▶ Request
Repeat the material below word for word and leave out all pictures.

▶ Raw records
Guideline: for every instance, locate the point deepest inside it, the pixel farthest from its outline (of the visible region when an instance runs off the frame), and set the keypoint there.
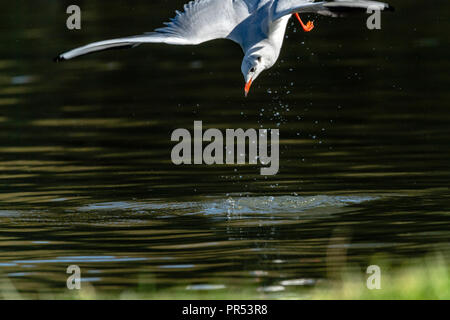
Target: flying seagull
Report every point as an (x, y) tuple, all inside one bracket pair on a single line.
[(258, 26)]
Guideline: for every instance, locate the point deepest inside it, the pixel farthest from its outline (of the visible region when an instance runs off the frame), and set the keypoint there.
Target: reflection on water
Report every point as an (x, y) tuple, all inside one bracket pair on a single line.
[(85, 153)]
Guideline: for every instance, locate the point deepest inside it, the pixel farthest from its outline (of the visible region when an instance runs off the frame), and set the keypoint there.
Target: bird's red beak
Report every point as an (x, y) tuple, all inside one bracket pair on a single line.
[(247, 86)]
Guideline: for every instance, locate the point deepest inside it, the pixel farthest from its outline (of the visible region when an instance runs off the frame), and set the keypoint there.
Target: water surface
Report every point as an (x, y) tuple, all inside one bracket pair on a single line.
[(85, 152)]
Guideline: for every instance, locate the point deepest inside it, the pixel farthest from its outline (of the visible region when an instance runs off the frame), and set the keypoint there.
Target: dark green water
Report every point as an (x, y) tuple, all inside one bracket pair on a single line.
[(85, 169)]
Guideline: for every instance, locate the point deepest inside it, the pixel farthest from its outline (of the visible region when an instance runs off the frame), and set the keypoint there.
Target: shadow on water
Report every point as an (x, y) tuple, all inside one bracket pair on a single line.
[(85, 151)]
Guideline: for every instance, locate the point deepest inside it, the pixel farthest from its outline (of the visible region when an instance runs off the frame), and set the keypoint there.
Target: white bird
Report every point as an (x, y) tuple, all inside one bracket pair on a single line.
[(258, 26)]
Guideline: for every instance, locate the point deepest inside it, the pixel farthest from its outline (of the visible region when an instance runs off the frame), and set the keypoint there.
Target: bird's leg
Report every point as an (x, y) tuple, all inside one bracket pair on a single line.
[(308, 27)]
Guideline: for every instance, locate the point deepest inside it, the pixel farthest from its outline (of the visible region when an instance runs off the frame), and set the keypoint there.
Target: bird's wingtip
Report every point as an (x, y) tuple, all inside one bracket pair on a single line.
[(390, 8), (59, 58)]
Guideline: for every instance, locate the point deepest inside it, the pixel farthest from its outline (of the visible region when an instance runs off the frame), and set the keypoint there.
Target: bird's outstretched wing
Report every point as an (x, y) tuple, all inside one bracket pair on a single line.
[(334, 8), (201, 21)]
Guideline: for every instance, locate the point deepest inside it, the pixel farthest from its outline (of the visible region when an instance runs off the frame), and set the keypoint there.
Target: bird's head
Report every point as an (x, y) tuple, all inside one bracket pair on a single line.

▶ Reply
Guideline: for every instance, locate the point deepest inside it, the pixel farthest from its outline (of the visible region when an instance runs off the frame), and set the keypoint there.
Target: flying seagull
Report every point as an (x, y) tuple, all inside one bracket pair on a single line.
[(258, 26)]
Guideline: for every instance, locate the point deepest inside it, the pixel farthest from its outline (of the visible region when an instance runs off the frame), and set the keypoint there.
Target: reflection on water
Report every point as an (x, y) tuple, all inside one bracket pair on a single line.
[(85, 153)]
Guideline: for every instance, locate the point deepest inside it, the pixel farthest from its outline (of the visible region when an instance runs off the frame), and set the keypoint there.
Target: bird's red beak
Report every point as an (x, y) tuple, all inside one bracket pair on a single line.
[(247, 86)]
Guideline: for every instance, locate the point deepest inside it, the pixel farthest from its outline (of the visible region when an instance runs off the frame), and set the keypoint there.
Target: water surface
Report every point as an (x, y) tuple, all inside one bracket pair on a single line.
[(85, 152)]
Guideline: for every instance, locate the point deepest inside it, the pixel farthest from its outline (of the visible region when an instance runs off the frame), and set the keypoint there.
Target: dark green water
Report every point as an (x, y) tuple, all inside one bracket pair on a single line.
[(85, 169)]
Guideline: for every instance, locate the point deepest inside it, the pixel farthest from its outline (of the visible region when an instance runs off the frame), and set the keypoint there.
Target: shadow on water
Report every point as an (x, y) tuple, all inside one bracket pair on a single line.
[(85, 151)]
Guideline: for every instance, locate the point deepest inside it, the pixel farthest from its outline (of the visible region when an instance runs off the frame), and set the keypoint there.
Target: white bird
Report every point as an (x, y) tuple, all inside one bracket pair on a single line.
[(258, 26)]
Guideline: for every instance, locate the point deepest inside it, the pixel farthest from its outline (of the visible region when an instance runs off the frame), and set the keypoint there.
Target: bird's leg
Report every point as an (x, y) tuple, all inside one bracket pair on a single line.
[(308, 27)]
Guideline: for every instance, locate the point deepest inside it, the pixel farthest from its outline (of the visible region when an instance runs off the frame), and set the keypoint there.
Target: bird's wingtip
Report every point as an (x, y) tuple, all inside one bracket pair on a single line.
[(390, 8), (59, 58)]
Guideline: for every instance, locate the point deepest inside it, the pixel farthest from its outline (of the visible region when an instance runs off the frame), and set the keypoint there.
Target: bird's outstretched wing
Report every point as an (x, y) tuple, all inside one bracket pair on a single line.
[(334, 8), (201, 21)]
Guideline: for every instance, locate the point deepest inside it, the pixel farthest from its outline (of the visible region when an instance runs off the frame), and set the keypoint there.
Target: bird's head
Report every point as an (x, y) tuple, all inside one bracket pair on a single line.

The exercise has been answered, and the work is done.